■ Goal of the exercise
Only the lines from the one containing "The component shall indicate one point per instance of the wall" through the end of the entries should be repeated, exactly as they appear, first and last included.

Photo object pointing records:

>> begin

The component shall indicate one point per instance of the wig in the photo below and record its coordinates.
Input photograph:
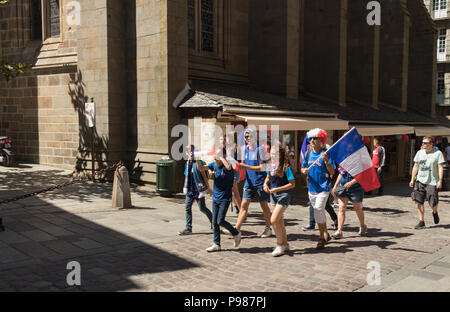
(318, 133)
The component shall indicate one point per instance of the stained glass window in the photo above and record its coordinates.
(53, 18)
(207, 19)
(191, 23)
(36, 20)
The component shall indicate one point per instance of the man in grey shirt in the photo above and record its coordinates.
(426, 178)
(379, 160)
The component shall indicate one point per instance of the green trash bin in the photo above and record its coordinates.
(165, 177)
(446, 180)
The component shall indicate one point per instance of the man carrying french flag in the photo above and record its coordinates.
(352, 155)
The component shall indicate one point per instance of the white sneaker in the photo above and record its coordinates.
(237, 240)
(225, 232)
(213, 248)
(363, 231)
(279, 250)
(267, 233)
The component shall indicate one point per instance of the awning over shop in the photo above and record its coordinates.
(382, 130)
(295, 123)
(432, 131)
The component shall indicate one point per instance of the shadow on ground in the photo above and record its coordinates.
(36, 247)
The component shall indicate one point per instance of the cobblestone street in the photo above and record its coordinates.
(138, 249)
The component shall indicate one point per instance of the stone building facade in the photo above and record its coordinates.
(438, 10)
(292, 58)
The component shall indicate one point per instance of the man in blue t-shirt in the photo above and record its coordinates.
(319, 169)
(222, 196)
(254, 163)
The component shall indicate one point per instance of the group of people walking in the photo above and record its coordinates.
(271, 178)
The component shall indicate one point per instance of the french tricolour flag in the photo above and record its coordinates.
(352, 155)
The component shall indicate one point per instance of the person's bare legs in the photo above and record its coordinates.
(323, 231)
(267, 214)
(421, 209)
(243, 212)
(434, 209)
(341, 216)
(277, 221)
(236, 195)
(360, 213)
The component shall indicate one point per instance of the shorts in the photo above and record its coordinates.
(355, 195)
(281, 198)
(250, 192)
(424, 192)
(237, 176)
(318, 202)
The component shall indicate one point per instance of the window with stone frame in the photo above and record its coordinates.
(36, 20)
(45, 19)
(203, 24)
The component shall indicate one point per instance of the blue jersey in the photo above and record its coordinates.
(255, 157)
(223, 182)
(319, 179)
(276, 181)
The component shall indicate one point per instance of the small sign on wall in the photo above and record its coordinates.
(89, 114)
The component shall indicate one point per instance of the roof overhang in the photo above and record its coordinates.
(432, 131)
(294, 123)
(382, 130)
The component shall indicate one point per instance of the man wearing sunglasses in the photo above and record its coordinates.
(426, 179)
(254, 163)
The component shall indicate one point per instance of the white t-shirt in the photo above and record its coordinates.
(447, 150)
(428, 166)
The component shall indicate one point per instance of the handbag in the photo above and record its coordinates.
(339, 190)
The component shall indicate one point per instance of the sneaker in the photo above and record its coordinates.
(337, 235)
(267, 233)
(225, 232)
(436, 218)
(308, 228)
(279, 251)
(213, 248)
(321, 244)
(335, 225)
(237, 239)
(420, 225)
(185, 232)
(363, 231)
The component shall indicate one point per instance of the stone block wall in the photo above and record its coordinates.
(36, 109)
(362, 54)
(325, 56)
(394, 45)
(422, 60)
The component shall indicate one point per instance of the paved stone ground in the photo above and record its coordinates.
(138, 249)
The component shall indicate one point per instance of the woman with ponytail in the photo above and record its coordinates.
(278, 183)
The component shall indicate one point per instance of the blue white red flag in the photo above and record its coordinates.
(352, 155)
(304, 150)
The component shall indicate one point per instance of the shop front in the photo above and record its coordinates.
(396, 141)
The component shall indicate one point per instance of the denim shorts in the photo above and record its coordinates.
(237, 176)
(250, 192)
(423, 192)
(281, 198)
(355, 195)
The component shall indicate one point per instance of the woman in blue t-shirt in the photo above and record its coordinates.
(351, 191)
(222, 196)
(278, 183)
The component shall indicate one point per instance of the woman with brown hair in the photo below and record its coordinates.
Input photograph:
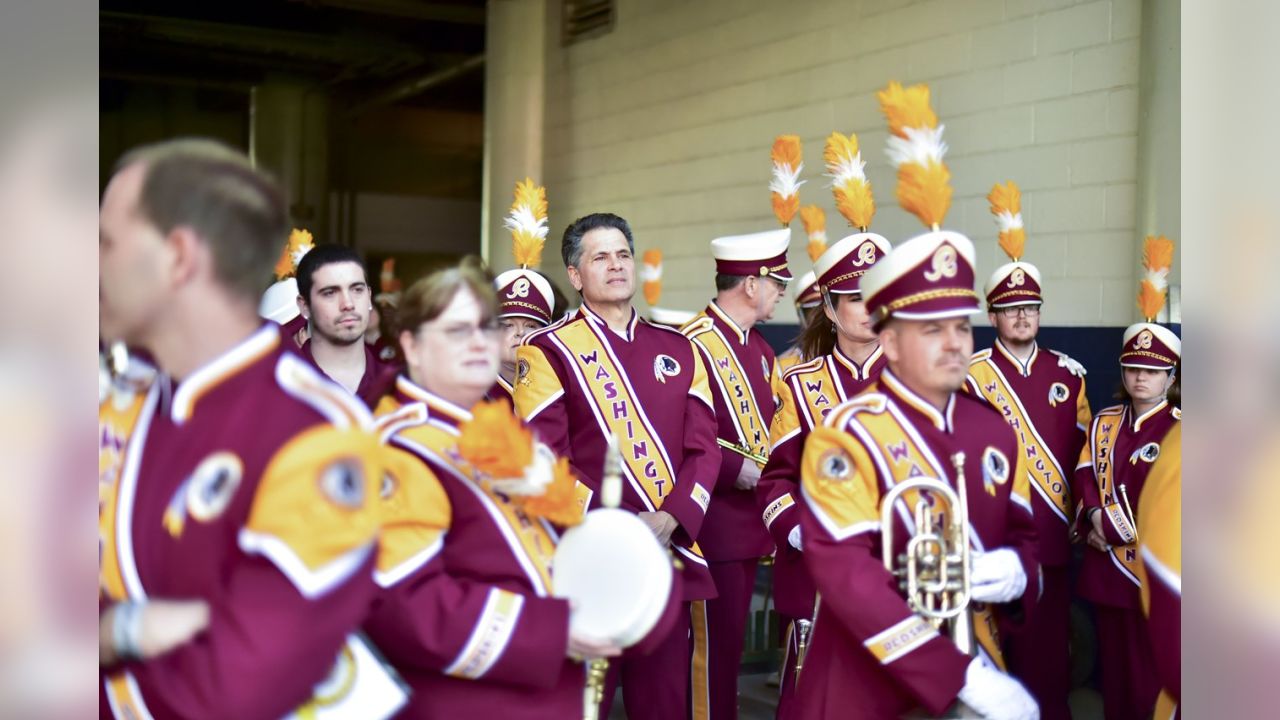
(1123, 445)
(845, 360)
(471, 509)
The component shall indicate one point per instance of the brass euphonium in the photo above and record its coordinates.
(935, 570)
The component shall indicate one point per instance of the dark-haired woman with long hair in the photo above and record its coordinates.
(845, 360)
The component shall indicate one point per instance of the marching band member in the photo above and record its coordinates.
(380, 333)
(604, 370)
(871, 655)
(470, 525)
(1041, 393)
(849, 360)
(238, 529)
(1160, 536)
(279, 302)
(808, 296)
(752, 277)
(337, 304)
(1124, 441)
(525, 296)
(650, 277)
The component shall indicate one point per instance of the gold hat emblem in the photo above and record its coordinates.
(944, 264)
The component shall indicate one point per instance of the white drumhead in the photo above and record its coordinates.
(617, 575)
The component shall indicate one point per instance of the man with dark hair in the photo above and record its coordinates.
(337, 301)
(246, 483)
(604, 372)
(750, 278)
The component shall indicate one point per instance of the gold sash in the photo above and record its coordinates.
(1042, 466)
(736, 391)
(1102, 447)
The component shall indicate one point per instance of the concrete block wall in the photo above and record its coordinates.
(668, 121)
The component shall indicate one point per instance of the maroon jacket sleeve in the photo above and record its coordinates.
(471, 629)
(840, 522)
(266, 646)
(702, 458)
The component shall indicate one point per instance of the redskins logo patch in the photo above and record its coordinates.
(995, 469)
(664, 367)
(1147, 454)
(343, 483)
(211, 486)
(835, 465)
(1057, 392)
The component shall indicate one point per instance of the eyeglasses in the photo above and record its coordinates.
(1024, 310)
(461, 332)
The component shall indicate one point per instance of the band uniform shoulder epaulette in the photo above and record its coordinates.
(696, 327)
(807, 367)
(872, 402)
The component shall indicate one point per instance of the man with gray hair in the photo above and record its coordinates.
(606, 372)
(241, 482)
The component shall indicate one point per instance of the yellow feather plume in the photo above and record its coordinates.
(650, 273)
(1157, 258)
(1006, 205)
(917, 149)
(849, 182)
(1157, 253)
(924, 191)
(528, 223)
(785, 186)
(298, 245)
(906, 108)
(816, 227)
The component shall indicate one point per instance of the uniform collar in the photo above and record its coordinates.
(720, 314)
(941, 420)
(1139, 419)
(598, 320)
(437, 406)
(222, 368)
(1023, 368)
(858, 370)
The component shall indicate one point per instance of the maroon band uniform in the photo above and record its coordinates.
(579, 381)
(251, 484)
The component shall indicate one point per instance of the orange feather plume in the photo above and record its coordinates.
(906, 108)
(1006, 205)
(650, 272)
(924, 191)
(849, 186)
(816, 227)
(917, 149)
(1157, 258)
(558, 502)
(785, 186)
(496, 442)
(528, 223)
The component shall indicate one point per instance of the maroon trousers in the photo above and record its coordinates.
(1129, 684)
(717, 633)
(787, 673)
(1038, 654)
(656, 686)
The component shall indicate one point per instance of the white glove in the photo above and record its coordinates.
(1072, 365)
(794, 538)
(997, 577)
(996, 696)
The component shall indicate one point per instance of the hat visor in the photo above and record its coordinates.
(524, 314)
(1016, 302)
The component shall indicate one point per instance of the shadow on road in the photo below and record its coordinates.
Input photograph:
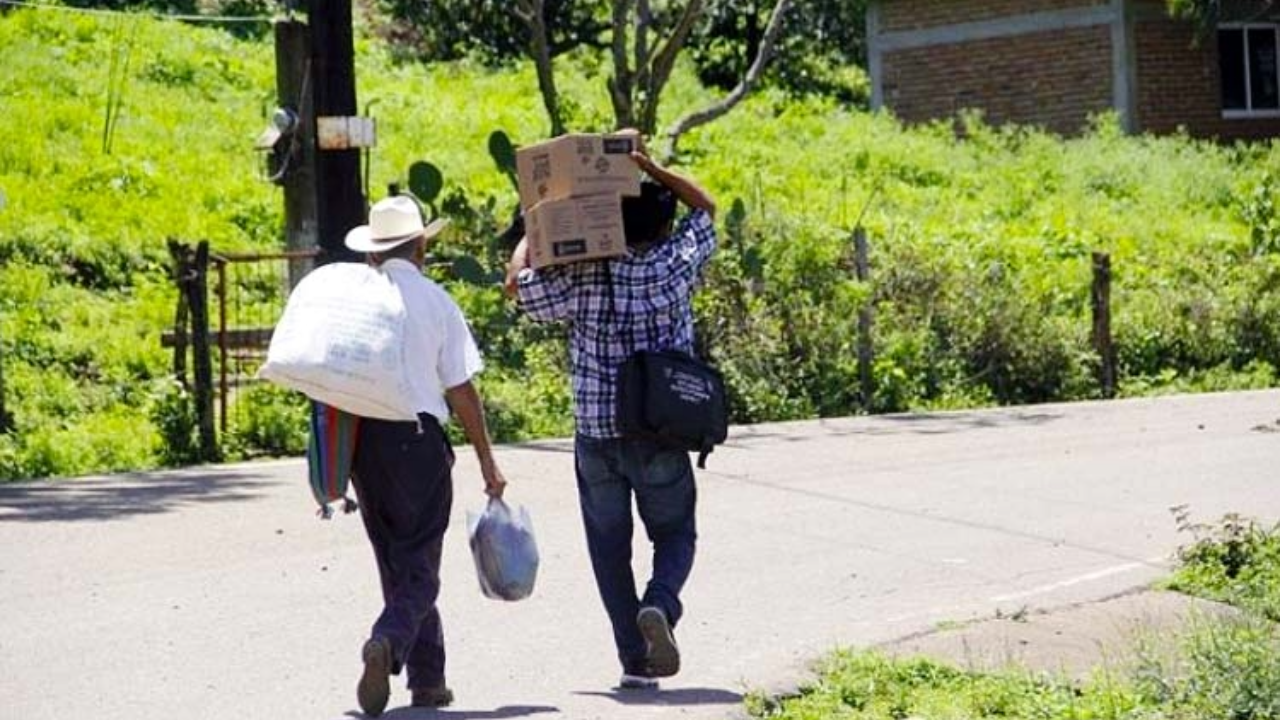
(496, 714)
(673, 697)
(909, 423)
(123, 496)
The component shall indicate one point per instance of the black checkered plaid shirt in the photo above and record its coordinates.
(650, 310)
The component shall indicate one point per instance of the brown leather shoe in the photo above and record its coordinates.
(439, 696)
(374, 688)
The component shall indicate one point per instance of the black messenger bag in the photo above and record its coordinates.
(673, 399)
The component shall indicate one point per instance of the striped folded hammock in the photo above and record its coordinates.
(330, 451)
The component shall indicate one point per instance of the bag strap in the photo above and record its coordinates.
(702, 454)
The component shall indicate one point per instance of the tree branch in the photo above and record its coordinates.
(644, 21)
(749, 81)
(621, 82)
(664, 60)
(533, 13)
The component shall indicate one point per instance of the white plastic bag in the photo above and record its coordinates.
(341, 341)
(504, 551)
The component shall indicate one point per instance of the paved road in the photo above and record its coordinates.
(215, 592)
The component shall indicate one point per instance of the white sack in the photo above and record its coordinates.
(341, 341)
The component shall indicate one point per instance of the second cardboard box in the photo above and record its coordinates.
(574, 229)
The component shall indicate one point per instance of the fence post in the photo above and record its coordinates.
(202, 364)
(865, 355)
(182, 276)
(1102, 343)
(5, 425)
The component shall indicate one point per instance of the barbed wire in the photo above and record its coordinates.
(145, 14)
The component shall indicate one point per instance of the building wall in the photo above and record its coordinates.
(1054, 63)
(1178, 83)
(918, 14)
(1055, 78)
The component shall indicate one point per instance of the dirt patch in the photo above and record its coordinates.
(1072, 641)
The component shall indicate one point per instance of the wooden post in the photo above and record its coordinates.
(182, 276)
(1102, 343)
(295, 81)
(339, 200)
(201, 360)
(865, 355)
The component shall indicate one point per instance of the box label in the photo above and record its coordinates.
(570, 247)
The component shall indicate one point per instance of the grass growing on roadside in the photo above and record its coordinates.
(1221, 666)
(1234, 560)
(1220, 669)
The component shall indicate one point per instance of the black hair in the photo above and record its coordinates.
(647, 217)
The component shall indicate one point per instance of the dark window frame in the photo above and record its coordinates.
(1249, 110)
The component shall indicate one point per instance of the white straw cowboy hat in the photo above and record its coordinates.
(392, 222)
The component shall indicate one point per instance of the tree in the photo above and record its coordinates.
(1206, 13)
(647, 39)
(449, 30)
(821, 60)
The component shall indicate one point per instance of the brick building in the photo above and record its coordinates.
(1054, 63)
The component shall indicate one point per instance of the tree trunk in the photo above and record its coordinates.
(663, 63)
(624, 81)
(533, 12)
(749, 81)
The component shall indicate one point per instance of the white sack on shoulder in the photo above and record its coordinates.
(341, 341)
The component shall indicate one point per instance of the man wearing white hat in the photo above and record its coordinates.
(402, 469)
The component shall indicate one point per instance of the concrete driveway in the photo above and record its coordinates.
(214, 592)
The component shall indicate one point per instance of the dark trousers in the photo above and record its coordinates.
(662, 479)
(402, 477)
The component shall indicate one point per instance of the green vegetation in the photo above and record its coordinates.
(981, 241)
(1221, 668)
(1235, 560)
(1224, 670)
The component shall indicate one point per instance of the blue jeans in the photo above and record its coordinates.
(662, 479)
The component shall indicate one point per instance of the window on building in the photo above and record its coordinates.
(1249, 71)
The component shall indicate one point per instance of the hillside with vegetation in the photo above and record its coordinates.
(123, 132)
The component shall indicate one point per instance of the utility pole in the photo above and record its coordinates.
(297, 172)
(339, 199)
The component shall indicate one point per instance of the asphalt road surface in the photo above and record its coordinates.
(215, 592)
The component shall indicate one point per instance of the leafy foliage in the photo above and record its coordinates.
(822, 51)
(1234, 560)
(452, 30)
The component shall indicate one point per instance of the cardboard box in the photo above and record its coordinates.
(576, 164)
(575, 228)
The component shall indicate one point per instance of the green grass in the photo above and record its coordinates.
(1234, 560)
(979, 242)
(1220, 666)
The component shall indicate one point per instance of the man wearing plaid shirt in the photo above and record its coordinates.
(616, 308)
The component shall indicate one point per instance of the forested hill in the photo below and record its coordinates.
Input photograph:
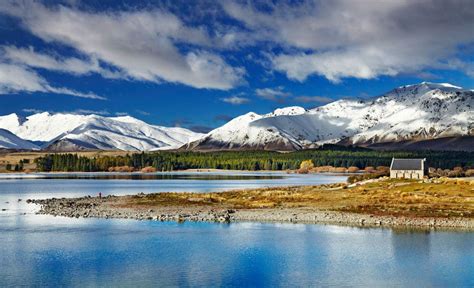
(250, 160)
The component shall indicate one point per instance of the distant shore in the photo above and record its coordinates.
(383, 203)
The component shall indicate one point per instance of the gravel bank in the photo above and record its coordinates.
(114, 207)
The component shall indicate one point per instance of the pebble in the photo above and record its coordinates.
(93, 207)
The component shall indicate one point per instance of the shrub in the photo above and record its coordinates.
(353, 169)
(305, 166)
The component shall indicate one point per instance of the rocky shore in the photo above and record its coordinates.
(116, 207)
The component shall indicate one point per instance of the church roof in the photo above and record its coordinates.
(407, 164)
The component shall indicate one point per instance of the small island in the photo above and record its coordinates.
(427, 203)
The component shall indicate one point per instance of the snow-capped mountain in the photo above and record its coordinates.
(9, 140)
(418, 112)
(65, 132)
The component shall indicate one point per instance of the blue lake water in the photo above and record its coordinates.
(41, 250)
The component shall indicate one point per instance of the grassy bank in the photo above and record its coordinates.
(442, 198)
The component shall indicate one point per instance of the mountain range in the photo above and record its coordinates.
(437, 116)
(411, 115)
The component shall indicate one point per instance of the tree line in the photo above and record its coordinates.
(328, 155)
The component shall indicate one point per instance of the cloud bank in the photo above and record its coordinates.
(363, 39)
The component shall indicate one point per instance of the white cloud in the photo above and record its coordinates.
(360, 39)
(273, 94)
(140, 44)
(235, 100)
(16, 78)
(77, 111)
(313, 99)
(30, 57)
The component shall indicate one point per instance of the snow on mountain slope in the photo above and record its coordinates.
(9, 140)
(414, 112)
(78, 132)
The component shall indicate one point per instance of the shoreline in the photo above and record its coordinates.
(265, 215)
(213, 207)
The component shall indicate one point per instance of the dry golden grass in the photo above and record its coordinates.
(388, 197)
(15, 157)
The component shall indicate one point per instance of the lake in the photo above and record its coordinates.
(41, 250)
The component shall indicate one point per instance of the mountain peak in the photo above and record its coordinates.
(432, 86)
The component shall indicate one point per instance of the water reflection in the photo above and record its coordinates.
(41, 250)
(97, 252)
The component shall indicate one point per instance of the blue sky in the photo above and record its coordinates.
(197, 64)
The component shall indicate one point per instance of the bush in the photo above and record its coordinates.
(305, 166)
(366, 176)
(353, 169)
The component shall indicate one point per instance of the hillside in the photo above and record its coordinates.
(71, 132)
(420, 112)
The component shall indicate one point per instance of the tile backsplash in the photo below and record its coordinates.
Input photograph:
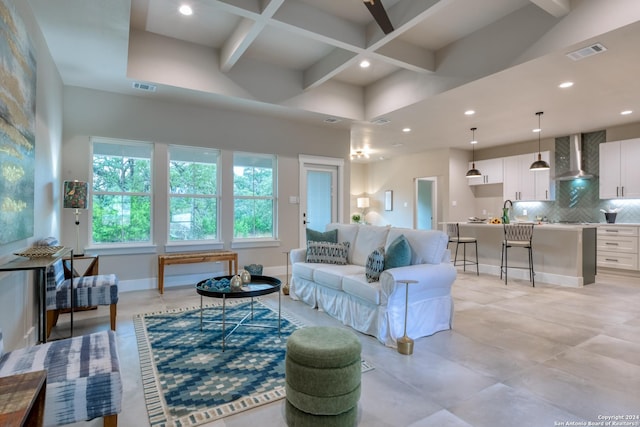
(579, 200)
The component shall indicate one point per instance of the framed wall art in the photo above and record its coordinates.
(388, 200)
(17, 127)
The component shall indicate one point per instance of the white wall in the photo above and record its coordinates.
(93, 113)
(399, 175)
(18, 312)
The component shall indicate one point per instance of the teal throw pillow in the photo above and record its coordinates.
(330, 236)
(374, 265)
(398, 253)
(327, 253)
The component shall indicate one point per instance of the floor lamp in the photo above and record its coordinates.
(75, 197)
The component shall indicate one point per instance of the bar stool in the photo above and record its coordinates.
(453, 230)
(517, 236)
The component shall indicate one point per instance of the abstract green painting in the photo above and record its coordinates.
(17, 127)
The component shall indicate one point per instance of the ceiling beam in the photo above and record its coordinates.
(327, 67)
(557, 8)
(245, 34)
(238, 43)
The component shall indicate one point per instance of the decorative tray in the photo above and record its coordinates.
(40, 251)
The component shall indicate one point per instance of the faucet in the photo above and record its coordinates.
(505, 211)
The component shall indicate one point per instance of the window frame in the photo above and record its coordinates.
(245, 242)
(217, 196)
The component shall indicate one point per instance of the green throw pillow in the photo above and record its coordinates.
(330, 236)
(375, 265)
(398, 254)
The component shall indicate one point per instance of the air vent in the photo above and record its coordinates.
(144, 86)
(381, 121)
(579, 54)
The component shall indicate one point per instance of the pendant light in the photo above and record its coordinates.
(473, 172)
(539, 165)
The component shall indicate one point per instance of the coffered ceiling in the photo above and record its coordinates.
(299, 59)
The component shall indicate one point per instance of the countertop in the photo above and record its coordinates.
(550, 225)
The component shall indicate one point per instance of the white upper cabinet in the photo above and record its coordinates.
(491, 171)
(521, 184)
(619, 171)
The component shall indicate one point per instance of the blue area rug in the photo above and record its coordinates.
(188, 380)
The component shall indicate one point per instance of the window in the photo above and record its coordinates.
(254, 181)
(121, 196)
(193, 193)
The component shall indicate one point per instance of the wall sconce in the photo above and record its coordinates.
(75, 197)
(363, 203)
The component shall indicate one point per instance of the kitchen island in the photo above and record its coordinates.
(563, 254)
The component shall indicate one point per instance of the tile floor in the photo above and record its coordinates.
(516, 356)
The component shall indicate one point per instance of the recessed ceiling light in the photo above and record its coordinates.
(185, 10)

>> end

■ Exercise solution
The component shall indicate one point per instance of the wall sconce in the photo above and record its coordinates.
(75, 197)
(363, 203)
The component shall indicate one point per instance of the kitchen island in the photo above and record its coordinates.
(563, 254)
The component shall indicate one point per instance of the tile floor in the photo above and record its coordinates.
(516, 356)
The component shall indicate one point per instance of the recessed ceiling light in the photo above and record its coordinates.
(185, 10)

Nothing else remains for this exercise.